SHORT PROBLEM -
Pull out each line below that has the word "green" in it, and copy those lines unchanged.

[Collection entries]
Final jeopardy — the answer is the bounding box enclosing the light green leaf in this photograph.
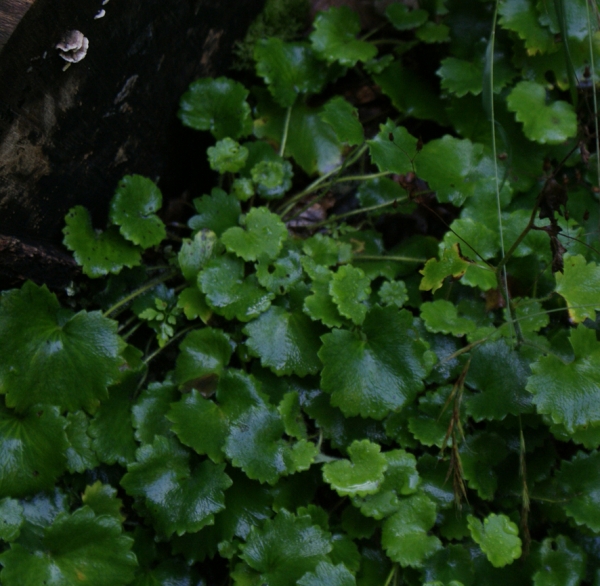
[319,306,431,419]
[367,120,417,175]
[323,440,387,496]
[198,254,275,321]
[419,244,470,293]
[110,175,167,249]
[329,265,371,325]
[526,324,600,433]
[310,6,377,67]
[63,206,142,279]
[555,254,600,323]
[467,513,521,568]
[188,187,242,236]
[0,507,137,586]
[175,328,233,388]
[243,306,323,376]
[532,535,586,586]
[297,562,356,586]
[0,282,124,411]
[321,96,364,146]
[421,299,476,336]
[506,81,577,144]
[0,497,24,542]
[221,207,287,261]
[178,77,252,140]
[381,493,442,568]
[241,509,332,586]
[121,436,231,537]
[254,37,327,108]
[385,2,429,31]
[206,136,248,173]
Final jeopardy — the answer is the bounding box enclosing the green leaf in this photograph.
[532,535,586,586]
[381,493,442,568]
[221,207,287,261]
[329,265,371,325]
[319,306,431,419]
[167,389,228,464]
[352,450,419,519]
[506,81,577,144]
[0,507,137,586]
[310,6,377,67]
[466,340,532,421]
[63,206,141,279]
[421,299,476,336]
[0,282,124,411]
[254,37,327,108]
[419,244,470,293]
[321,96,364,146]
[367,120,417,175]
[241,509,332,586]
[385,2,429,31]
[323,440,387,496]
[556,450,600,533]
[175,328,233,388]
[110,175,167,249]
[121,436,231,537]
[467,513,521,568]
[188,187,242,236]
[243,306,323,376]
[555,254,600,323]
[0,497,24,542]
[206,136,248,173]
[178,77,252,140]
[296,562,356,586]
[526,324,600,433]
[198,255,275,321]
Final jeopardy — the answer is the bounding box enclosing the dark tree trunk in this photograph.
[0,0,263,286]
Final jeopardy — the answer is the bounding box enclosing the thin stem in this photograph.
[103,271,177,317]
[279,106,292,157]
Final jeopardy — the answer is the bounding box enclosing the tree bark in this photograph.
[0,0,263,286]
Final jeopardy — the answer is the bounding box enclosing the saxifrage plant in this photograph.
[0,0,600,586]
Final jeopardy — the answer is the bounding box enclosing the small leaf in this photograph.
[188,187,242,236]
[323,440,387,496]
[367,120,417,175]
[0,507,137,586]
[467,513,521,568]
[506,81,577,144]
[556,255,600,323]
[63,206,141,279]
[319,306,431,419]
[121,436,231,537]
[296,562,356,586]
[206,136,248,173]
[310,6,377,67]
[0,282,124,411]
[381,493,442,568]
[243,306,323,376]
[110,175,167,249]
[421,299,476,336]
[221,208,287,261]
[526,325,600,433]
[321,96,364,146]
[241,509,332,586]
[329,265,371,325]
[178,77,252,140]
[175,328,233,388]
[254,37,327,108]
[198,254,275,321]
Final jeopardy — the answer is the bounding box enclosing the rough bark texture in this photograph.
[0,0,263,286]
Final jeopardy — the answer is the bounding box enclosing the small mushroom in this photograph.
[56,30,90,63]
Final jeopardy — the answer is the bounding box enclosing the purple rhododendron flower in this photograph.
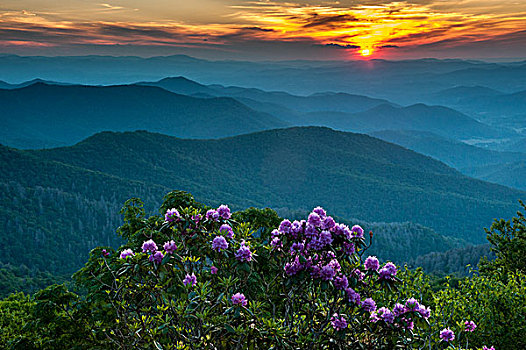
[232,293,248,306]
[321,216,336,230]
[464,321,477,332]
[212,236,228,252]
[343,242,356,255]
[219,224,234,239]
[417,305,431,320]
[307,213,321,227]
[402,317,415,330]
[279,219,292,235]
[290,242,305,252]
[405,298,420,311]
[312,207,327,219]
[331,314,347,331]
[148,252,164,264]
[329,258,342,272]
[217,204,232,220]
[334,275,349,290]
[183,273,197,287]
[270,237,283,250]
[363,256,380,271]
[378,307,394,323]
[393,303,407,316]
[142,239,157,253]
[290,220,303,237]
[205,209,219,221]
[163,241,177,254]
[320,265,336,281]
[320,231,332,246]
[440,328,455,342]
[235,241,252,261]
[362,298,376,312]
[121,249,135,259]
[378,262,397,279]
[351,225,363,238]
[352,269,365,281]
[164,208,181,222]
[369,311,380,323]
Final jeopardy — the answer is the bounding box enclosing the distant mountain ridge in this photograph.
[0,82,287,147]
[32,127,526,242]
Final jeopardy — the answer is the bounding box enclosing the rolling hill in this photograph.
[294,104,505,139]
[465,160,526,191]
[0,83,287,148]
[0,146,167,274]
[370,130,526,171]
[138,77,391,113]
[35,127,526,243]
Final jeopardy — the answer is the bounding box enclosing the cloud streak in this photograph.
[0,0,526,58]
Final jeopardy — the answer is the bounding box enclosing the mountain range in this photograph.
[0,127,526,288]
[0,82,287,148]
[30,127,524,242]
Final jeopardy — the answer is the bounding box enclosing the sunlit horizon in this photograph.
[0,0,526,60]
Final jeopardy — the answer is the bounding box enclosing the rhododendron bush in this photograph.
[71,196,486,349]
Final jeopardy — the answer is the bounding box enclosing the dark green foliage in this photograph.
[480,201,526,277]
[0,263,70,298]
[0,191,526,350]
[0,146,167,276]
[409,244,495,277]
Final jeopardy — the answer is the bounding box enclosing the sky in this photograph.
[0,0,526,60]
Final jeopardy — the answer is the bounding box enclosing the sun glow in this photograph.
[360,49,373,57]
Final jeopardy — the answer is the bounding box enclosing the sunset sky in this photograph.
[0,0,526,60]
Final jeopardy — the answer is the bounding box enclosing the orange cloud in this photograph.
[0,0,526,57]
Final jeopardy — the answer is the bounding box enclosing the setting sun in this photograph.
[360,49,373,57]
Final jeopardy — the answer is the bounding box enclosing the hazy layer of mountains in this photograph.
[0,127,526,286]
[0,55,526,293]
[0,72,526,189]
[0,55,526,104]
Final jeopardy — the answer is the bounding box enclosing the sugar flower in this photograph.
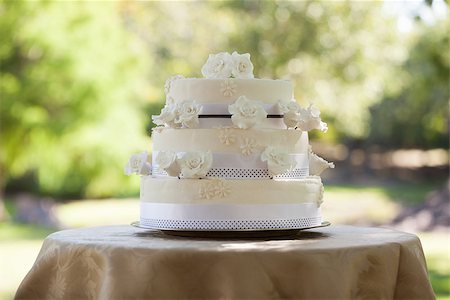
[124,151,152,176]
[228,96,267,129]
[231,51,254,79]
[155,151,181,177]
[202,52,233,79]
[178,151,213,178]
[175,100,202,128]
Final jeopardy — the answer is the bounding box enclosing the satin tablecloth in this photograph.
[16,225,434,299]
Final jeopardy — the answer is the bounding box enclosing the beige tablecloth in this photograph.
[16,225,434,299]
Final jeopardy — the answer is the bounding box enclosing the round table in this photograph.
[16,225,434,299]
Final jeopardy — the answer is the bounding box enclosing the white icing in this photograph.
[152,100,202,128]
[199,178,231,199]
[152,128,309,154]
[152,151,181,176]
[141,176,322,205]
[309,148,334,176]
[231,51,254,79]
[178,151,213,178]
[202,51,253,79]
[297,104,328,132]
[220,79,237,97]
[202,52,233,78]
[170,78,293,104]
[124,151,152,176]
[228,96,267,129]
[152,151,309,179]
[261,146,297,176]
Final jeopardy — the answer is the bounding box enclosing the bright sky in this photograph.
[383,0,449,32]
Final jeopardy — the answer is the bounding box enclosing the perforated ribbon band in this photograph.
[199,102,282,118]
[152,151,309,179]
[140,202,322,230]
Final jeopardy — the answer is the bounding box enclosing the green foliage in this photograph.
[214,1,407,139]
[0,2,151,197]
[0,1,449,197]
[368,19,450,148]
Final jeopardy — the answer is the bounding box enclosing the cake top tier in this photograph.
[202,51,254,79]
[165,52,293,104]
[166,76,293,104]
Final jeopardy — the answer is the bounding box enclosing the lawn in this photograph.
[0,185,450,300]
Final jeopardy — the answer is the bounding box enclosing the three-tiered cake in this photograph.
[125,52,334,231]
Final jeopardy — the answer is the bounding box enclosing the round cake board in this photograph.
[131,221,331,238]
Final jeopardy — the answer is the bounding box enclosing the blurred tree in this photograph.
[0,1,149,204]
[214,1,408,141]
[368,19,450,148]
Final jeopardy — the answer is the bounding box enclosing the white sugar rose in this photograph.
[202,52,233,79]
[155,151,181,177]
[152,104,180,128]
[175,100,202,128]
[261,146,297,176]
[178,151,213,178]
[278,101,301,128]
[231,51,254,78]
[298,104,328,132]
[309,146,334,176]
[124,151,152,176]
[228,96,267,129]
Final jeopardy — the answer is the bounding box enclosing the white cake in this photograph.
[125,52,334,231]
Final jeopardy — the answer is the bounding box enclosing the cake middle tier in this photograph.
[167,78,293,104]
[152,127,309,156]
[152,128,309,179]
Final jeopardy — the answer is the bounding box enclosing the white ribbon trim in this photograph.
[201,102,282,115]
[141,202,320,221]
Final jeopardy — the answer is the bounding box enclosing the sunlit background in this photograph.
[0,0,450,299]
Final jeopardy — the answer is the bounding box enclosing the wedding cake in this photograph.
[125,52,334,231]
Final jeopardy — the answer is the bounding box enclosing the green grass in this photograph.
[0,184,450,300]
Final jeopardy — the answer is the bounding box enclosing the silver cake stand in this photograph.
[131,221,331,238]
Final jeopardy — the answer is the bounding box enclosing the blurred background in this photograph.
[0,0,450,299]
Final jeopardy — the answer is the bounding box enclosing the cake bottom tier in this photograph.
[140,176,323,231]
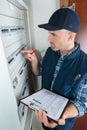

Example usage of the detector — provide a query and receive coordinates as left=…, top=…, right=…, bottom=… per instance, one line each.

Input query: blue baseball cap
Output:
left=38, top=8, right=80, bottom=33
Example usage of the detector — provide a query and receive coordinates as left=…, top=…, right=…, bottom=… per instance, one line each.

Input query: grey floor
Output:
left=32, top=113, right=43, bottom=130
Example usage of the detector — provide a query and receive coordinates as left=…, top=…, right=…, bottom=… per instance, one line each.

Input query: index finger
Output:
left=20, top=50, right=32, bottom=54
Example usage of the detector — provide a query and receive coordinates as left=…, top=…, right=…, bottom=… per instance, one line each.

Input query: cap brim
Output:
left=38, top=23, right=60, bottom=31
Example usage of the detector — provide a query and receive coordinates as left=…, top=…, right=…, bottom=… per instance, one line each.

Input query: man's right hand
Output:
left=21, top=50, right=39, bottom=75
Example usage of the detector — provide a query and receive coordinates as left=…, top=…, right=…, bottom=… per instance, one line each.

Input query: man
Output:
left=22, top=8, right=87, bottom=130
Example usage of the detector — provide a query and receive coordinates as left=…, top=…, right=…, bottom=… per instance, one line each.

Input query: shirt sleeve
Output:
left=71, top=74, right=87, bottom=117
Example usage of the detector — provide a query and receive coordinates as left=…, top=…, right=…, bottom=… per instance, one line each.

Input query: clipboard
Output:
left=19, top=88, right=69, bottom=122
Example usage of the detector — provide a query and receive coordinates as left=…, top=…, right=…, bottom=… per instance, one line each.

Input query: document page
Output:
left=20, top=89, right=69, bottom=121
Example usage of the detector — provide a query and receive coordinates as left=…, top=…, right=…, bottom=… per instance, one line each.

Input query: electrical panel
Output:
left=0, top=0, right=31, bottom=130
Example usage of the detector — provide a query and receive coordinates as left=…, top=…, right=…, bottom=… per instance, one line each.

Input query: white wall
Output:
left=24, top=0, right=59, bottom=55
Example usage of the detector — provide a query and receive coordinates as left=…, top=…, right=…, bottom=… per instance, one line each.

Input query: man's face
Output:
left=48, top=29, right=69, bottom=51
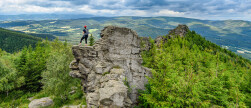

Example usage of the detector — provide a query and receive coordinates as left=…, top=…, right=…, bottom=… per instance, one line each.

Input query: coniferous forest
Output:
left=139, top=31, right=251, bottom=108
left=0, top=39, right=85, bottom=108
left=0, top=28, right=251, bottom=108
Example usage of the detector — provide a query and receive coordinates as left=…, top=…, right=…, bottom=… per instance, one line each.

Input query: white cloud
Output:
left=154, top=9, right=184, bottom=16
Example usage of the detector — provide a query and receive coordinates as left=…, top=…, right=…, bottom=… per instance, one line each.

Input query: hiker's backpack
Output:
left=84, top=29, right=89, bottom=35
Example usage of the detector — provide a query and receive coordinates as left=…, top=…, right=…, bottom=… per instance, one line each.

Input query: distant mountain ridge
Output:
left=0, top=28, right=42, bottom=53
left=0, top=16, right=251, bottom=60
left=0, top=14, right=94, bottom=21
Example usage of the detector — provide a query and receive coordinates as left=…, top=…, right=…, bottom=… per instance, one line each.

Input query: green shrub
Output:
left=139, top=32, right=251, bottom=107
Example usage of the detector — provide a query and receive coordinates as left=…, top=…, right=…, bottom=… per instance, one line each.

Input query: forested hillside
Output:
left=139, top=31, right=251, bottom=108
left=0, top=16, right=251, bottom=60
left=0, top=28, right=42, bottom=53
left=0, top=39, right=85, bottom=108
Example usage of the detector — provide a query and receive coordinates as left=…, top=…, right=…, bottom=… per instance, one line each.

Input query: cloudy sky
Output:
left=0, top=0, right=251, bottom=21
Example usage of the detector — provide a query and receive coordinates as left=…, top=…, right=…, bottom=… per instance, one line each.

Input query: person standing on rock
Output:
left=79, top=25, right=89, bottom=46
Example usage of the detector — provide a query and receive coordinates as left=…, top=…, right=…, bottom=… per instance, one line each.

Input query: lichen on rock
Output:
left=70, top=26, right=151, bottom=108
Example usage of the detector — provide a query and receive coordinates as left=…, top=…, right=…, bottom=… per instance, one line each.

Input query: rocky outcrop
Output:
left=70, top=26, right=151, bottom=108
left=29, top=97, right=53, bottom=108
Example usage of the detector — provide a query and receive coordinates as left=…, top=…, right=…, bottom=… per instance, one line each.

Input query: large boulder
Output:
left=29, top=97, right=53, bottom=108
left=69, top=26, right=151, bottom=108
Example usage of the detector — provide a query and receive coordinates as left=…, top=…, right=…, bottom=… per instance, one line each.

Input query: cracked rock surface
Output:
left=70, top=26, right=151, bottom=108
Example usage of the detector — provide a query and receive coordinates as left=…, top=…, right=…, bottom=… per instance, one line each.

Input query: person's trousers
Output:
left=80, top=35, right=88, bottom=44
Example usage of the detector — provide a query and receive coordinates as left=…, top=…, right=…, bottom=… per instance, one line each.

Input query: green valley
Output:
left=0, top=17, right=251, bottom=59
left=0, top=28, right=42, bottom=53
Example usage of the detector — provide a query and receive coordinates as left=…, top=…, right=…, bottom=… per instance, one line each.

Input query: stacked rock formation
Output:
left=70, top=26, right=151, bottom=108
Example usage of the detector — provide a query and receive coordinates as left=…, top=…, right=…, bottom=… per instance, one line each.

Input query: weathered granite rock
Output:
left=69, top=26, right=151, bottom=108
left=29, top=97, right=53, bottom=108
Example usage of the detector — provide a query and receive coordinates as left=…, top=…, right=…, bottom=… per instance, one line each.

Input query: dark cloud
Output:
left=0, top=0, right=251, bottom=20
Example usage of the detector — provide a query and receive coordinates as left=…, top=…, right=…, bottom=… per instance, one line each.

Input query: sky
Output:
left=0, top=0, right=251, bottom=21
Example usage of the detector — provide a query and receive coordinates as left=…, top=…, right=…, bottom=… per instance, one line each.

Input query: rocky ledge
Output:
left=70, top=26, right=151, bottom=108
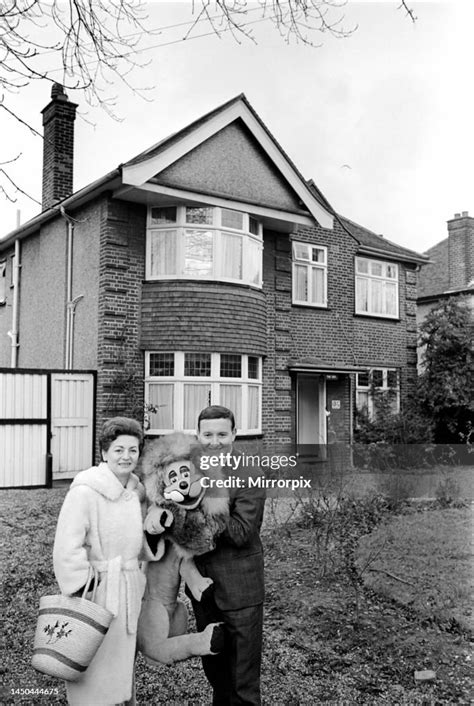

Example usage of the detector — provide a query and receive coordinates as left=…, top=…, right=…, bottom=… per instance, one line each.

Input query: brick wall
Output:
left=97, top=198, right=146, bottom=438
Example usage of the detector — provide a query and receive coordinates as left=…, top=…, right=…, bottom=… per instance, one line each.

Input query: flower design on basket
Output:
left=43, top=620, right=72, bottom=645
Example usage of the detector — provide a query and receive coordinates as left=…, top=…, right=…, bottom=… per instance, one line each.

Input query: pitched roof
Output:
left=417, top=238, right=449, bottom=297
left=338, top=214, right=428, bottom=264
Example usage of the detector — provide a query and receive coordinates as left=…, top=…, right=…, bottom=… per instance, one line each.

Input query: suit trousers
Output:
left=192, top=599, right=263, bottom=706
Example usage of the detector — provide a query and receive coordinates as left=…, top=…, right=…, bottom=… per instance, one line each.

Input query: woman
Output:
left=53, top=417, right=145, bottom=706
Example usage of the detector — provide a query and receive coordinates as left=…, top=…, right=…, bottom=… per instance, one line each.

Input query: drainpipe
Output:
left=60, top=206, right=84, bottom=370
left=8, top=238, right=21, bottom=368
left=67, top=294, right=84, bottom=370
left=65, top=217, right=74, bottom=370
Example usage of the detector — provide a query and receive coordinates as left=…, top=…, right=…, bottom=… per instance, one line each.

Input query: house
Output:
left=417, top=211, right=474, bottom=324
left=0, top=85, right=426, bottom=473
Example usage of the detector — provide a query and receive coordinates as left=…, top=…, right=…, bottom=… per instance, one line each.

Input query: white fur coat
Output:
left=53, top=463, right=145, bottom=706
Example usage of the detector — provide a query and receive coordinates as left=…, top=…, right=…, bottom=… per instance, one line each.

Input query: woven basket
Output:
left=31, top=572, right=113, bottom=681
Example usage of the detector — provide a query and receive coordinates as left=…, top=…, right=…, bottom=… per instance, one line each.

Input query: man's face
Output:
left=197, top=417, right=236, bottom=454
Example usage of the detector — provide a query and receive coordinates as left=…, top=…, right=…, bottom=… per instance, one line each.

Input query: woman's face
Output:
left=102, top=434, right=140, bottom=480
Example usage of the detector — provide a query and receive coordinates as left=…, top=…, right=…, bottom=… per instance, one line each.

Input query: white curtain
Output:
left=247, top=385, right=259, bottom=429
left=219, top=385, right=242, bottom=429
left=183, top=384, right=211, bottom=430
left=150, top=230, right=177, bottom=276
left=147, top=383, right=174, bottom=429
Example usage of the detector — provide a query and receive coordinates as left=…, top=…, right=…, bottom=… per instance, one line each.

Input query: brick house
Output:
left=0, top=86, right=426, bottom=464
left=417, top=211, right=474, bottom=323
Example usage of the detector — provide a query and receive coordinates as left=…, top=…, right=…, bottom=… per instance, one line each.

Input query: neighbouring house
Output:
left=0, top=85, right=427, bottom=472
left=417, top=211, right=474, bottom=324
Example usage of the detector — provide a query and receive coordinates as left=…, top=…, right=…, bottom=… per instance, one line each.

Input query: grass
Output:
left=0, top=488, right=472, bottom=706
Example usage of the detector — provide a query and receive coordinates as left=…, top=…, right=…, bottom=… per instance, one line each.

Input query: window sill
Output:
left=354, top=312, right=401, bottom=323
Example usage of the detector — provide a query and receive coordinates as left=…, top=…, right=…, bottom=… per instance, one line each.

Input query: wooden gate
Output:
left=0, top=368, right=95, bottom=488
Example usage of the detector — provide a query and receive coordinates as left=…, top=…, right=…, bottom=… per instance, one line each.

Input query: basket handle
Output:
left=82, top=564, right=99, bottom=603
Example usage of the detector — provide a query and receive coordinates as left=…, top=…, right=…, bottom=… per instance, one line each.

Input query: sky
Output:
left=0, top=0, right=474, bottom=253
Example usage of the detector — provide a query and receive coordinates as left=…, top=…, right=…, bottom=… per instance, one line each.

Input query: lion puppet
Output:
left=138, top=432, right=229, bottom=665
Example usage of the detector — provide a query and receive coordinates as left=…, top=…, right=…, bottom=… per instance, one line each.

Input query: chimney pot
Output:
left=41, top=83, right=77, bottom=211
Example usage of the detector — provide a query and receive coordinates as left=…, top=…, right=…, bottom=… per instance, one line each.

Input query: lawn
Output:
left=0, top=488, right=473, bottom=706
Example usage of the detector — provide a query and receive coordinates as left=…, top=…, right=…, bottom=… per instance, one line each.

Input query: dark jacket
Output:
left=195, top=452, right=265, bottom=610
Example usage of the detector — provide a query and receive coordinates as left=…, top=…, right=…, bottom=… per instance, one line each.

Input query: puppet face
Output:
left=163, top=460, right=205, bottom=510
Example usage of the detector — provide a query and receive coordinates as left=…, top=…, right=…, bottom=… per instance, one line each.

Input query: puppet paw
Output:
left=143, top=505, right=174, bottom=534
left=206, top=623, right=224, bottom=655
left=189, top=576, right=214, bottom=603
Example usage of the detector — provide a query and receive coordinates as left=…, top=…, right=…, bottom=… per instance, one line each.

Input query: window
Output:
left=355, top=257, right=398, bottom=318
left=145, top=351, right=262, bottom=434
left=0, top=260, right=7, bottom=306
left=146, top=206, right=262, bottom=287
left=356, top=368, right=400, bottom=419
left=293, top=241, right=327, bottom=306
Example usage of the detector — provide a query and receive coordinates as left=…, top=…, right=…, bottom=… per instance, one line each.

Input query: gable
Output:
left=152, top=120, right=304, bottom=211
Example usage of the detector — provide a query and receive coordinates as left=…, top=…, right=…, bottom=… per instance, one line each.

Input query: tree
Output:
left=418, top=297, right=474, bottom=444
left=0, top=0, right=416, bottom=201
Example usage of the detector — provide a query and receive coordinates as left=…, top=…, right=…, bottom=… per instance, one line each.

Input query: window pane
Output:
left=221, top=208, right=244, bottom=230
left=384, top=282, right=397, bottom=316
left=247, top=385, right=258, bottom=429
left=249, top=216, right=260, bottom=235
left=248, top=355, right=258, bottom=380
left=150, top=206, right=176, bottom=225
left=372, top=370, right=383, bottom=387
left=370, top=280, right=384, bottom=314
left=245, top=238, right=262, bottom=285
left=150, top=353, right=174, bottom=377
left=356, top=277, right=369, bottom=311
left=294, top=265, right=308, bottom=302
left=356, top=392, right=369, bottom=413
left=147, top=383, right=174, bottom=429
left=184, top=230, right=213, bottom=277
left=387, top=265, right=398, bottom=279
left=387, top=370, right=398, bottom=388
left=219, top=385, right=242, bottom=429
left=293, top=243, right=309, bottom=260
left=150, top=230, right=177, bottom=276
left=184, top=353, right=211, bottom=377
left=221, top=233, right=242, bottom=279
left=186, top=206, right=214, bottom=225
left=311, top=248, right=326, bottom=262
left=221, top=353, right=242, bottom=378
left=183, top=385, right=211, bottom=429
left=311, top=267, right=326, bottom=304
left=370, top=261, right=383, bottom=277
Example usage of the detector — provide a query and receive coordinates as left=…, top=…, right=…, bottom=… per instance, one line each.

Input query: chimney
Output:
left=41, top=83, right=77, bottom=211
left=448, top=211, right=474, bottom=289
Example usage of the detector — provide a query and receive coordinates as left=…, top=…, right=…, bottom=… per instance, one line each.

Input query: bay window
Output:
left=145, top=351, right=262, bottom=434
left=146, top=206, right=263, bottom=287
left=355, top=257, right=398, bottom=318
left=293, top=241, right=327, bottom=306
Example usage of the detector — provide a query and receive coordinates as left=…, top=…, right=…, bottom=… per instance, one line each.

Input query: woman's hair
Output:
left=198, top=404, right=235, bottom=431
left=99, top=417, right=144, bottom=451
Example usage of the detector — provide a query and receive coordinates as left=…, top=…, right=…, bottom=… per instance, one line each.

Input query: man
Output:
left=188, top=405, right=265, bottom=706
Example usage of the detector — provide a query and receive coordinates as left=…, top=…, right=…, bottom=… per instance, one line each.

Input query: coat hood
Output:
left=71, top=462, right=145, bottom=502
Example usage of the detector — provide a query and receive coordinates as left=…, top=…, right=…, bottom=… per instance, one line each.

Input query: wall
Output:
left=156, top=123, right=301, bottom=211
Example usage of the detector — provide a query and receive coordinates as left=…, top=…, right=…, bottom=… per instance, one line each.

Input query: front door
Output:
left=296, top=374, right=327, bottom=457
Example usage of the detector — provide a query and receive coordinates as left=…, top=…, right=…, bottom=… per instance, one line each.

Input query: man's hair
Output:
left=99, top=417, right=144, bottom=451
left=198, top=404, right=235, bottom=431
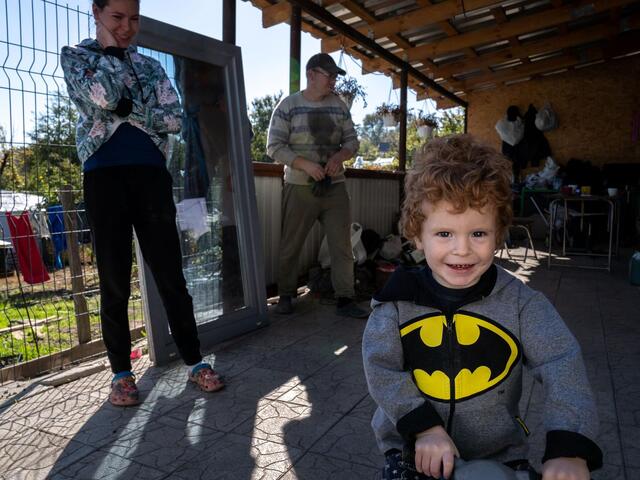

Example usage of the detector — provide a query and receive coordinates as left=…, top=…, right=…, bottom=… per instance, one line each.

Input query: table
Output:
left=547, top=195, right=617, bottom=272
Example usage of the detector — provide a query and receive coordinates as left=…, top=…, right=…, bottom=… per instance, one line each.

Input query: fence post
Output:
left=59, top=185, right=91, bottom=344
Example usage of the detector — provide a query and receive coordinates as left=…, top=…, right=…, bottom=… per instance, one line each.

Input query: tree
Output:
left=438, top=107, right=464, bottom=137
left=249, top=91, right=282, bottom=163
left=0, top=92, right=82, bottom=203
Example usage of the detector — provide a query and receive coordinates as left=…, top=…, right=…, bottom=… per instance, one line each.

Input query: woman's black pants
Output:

FINAL ANSWER -
Final jeopardy — the answer is the bounding box enclosing the light green leaf in this photograph.
Final jeopardy — the answer is the bounding box enclosing the green leaf in this photograph.
Final jeopardy — the answer is the bounding box enclosing the dark green foliage in this photograph.
Final jeopardy — the answer is the bounding box enclosing the green foliage in this photograph.
Final jeopardy — the answer is the bounding box enclosing the green grass in this photograph.
Input query: green shrub
Input query: green valley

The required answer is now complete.